Reperfusion arrhythmias may lead to cardiac arrest, can be life threatening and may require the use of conventional antiarrhythmic therapies.
Glyco-Protein IIb/IIIa antagonists: The concomitant use of GPIIb/IIIa antagonists increases the risk of bleeding.
Thrombo-embolism: The use of thrombolytics can increase the risk of thrombo-embolic events in patients with left heart thrombus, e.g., mitral stenosis or atrial fibrillation.
For the treatment of acute pulmonary embolism the following special warnings and precautions apply in addition: Systolic blood pressure > 160 mmHg, see also Contraindications; Advanced age, which may increase the risk of intracerebral haemorrhage. As the therapeutic benefit is also positive in elderly patients, the risk-benefit-evaluation should be carried out carefully.
For the treatment of acute ischaemic stroke the following special warnings and precautions apply in addition: Treatment must be performed under the responsibility of a physician trained and experienced in neurological care. For the verification of treatment indication remote diagnostic measures may be considered as appropriate (see Thrombolytic treatment of acute ischaemic stroke under Indications).

- - - -

### [Required work]
Decide whether each statement agrees with the passage on thrombolytic warnings, and for each give yes or no with the deciding words of the passage quoted exactly.
1. Using GPIIb/IIIa antagonists at the same time raises the risk of bleeding.
2. For acute ischemic stroke, the treatment may be carried out by any physician.
3. Advanced age is listed as a precaution for treating acute pulmonary embolism.
The rows below the passage come from a different source.

- - - -

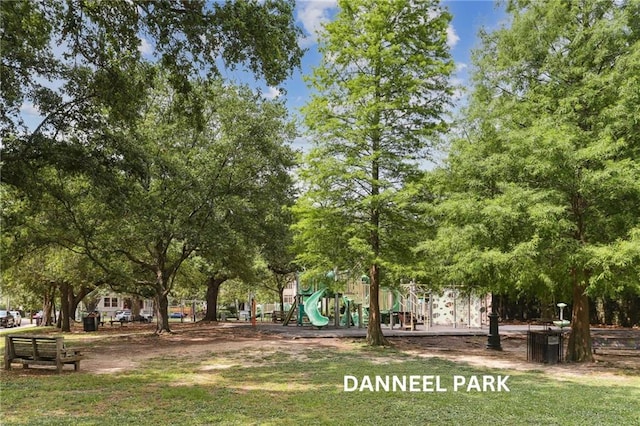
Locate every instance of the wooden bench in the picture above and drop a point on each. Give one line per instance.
(39, 350)
(615, 343)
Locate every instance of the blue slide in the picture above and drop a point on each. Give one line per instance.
(312, 311)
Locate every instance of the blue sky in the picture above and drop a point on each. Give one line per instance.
(468, 17)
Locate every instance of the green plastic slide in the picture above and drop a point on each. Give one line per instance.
(312, 311)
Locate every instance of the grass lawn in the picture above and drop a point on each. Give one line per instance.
(306, 386)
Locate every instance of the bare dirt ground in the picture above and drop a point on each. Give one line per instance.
(118, 349)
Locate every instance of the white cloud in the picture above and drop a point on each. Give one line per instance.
(452, 37)
(312, 15)
(28, 108)
(272, 93)
(145, 47)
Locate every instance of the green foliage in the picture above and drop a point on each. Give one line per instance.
(546, 179)
(103, 52)
(380, 94)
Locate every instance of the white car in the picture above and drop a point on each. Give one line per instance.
(17, 318)
(124, 316)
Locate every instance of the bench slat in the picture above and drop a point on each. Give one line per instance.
(39, 350)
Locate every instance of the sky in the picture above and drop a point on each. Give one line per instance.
(468, 17)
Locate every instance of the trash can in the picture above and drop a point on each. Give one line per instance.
(545, 346)
(90, 323)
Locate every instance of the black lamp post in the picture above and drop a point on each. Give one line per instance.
(493, 341)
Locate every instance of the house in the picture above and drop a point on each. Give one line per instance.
(110, 303)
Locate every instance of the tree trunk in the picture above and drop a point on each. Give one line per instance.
(66, 300)
(213, 288)
(162, 301)
(75, 300)
(281, 297)
(579, 347)
(47, 306)
(374, 329)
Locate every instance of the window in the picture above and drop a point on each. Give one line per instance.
(110, 302)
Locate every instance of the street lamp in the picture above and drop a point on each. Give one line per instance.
(493, 341)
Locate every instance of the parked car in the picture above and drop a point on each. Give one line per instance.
(17, 317)
(6, 319)
(144, 317)
(124, 316)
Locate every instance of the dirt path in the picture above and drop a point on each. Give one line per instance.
(121, 349)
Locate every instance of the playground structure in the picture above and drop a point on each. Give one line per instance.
(409, 306)
(412, 306)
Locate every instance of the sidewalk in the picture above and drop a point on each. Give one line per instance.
(308, 331)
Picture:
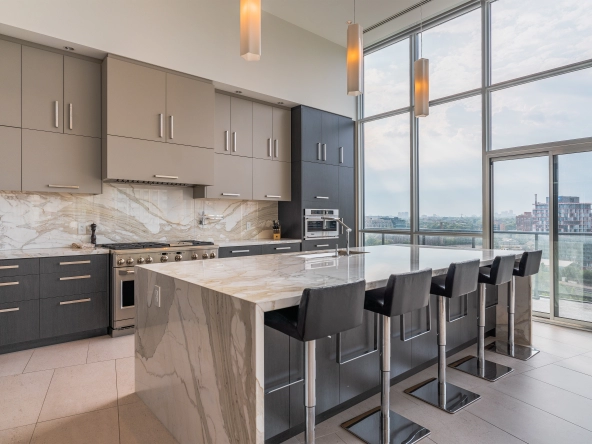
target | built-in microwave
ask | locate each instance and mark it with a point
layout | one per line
(316, 227)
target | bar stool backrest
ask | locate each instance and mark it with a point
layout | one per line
(530, 263)
(407, 292)
(462, 278)
(327, 311)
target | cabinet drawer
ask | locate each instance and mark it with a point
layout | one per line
(74, 264)
(72, 314)
(72, 283)
(251, 250)
(19, 322)
(280, 248)
(19, 267)
(19, 288)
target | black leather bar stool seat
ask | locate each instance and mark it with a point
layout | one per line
(403, 294)
(498, 273)
(528, 265)
(322, 312)
(460, 280)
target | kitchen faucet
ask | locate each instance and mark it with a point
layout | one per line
(347, 231)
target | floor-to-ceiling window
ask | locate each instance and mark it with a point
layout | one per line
(502, 159)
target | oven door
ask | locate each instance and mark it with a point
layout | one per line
(124, 308)
(315, 227)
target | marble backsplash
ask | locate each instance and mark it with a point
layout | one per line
(128, 213)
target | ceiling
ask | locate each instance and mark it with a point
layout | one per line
(328, 18)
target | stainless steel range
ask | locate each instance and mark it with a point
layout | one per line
(125, 256)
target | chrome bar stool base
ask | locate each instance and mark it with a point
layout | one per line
(490, 371)
(367, 427)
(522, 352)
(451, 400)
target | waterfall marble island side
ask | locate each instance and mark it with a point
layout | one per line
(200, 329)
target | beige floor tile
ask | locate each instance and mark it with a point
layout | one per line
(138, 425)
(126, 387)
(18, 435)
(21, 398)
(99, 427)
(57, 356)
(105, 348)
(80, 389)
(14, 363)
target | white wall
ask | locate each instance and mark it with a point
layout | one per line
(199, 37)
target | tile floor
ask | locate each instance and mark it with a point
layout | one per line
(83, 392)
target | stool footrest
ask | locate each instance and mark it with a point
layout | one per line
(367, 427)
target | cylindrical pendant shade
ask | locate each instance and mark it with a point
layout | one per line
(355, 60)
(422, 87)
(250, 17)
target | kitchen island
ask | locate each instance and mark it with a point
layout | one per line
(201, 341)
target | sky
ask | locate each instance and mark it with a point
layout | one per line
(528, 36)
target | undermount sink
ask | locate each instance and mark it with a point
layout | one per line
(330, 254)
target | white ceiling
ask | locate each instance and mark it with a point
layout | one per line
(328, 18)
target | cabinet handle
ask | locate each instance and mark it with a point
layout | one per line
(75, 263)
(73, 187)
(160, 176)
(6, 310)
(6, 284)
(72, 278)
(77, 301)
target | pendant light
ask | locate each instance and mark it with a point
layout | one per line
(250, 27)
(421, 68)
(355, 58)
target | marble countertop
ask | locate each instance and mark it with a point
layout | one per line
(277, 281)
(49, 252)
(244, 243)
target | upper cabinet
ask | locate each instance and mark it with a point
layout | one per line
(10, 84)
(151, 104)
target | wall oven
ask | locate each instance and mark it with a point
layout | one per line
(317, 228)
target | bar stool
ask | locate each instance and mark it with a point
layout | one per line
(322, 312)
(460, 280)
(498, 273)
(529, 265)
(404, 293)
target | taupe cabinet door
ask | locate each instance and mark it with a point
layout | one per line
(262, 131)
(61, 163)
(190, 109)
(282, 135)
(42, 90)
(135, 159)
(234, 178)
(10, 153)
(10, 84)
(271, 180)
(136, 100)
(82, 97)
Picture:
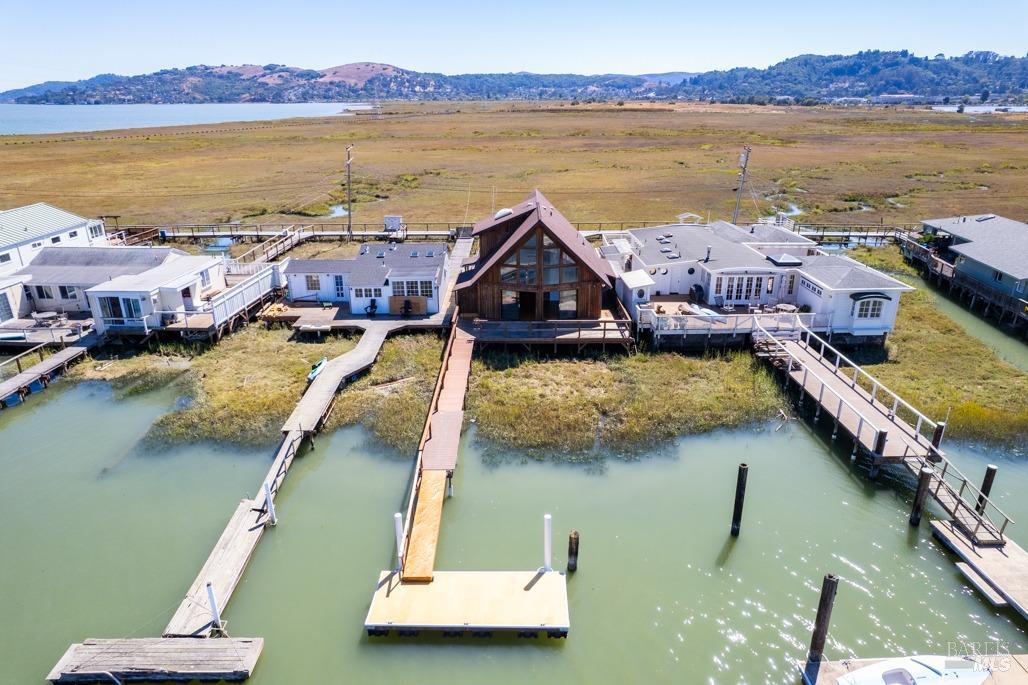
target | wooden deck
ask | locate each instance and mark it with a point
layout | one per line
(157, 659)
(38, 375)
(831, 673)
(473, 602)
(1003, 570)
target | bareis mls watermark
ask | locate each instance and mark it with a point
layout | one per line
(991, 656)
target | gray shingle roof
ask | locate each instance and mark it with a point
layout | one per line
(368, 269)
(85, 266)
(24, 223)
(994, 241)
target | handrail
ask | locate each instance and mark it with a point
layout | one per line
(806, 369)
(876, 385)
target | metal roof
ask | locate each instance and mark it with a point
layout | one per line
(994, 241)
(38, 220)
(85, 266)
(399, 261)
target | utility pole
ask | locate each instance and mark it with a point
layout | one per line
(743, 160)
(350, 210)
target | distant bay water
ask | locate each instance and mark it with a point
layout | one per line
(68, 118)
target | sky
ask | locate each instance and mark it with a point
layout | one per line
(72, 39)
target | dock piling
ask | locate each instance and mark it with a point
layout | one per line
(923, 480)
(740, 496)
(398, 526)
(990, 476)
(269, 504)
(820, 634)
(547, 542)
(573, 551)
(215, 612)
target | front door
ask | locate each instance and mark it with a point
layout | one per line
(526, 304)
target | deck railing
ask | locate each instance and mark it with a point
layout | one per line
(877, 390)
(863, 420)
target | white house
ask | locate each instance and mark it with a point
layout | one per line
(152, 298)
(26, 230)
(727, 268)
(382, 278)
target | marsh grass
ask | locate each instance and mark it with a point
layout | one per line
(937, 366)
(614, 404)
(392, 400)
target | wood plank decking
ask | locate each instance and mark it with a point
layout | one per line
(469, 601)
(1004, 569)
(158, 658)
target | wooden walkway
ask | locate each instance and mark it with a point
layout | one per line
(157, 658)
(437, 459)
(15, 389)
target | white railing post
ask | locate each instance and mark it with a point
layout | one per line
(215, 612)
(398, 526)
(547, 543)
(272, 517)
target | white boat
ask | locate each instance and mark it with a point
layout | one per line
(931, 670)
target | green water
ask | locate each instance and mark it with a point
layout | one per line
(1010, 348)
(102, 538)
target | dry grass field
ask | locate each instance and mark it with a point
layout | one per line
(447, 161)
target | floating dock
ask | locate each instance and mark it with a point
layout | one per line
(158, 658)
(457, 602)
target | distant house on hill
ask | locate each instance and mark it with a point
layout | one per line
(395, 279)
(990, 249)
(533, 264)
(26, 230)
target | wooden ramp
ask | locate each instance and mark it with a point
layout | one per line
(157, 659)
(1006, 670)
(420, 559)
(1003, 570)
(470, 601)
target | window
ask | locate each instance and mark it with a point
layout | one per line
(869, 309)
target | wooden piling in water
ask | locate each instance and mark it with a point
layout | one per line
(990, 476)
(923, 480)
(820, 634)
(740, 496)
(573, 541)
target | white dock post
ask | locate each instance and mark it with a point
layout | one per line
(547, 542)
(270, 505)
(398, 524)
(215, 613)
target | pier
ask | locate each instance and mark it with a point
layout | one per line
(34, 379)
(889, 430)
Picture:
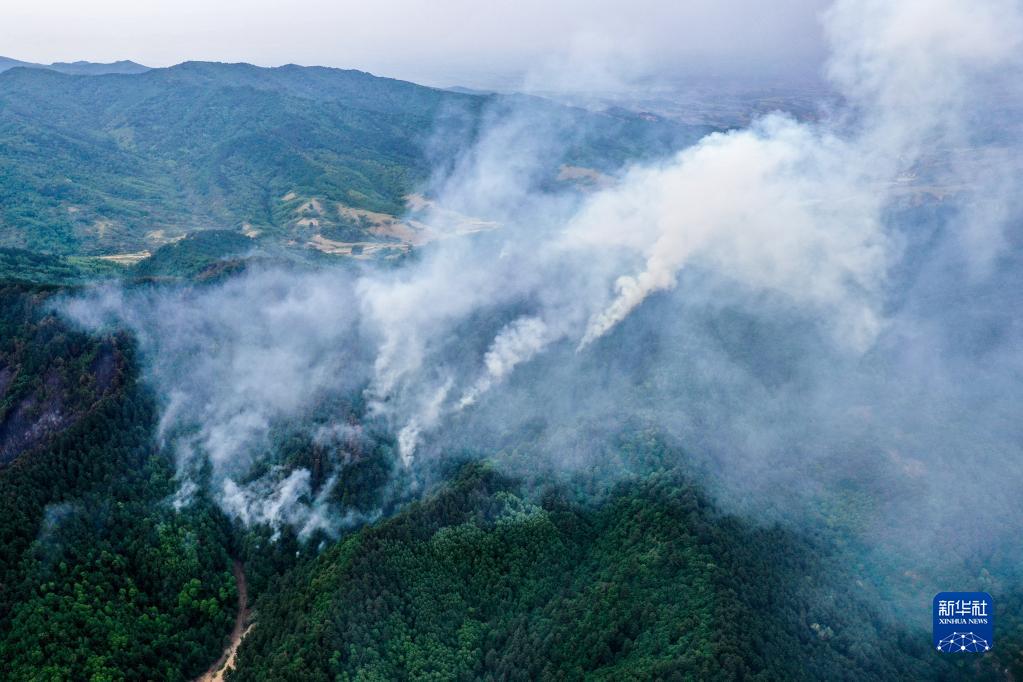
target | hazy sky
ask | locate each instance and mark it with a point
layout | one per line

- - - -

### [Solution]
1. Yes: "The concomitant use of GPIIb/IIIa antagonists increases the risk of bleeding."
2. No: "Treatment must be performed under the responsibility of a physician trained and experienced in neurological care."
3. Yes: "Advanced age, which may increase the risk of intracerebral haemorrhage."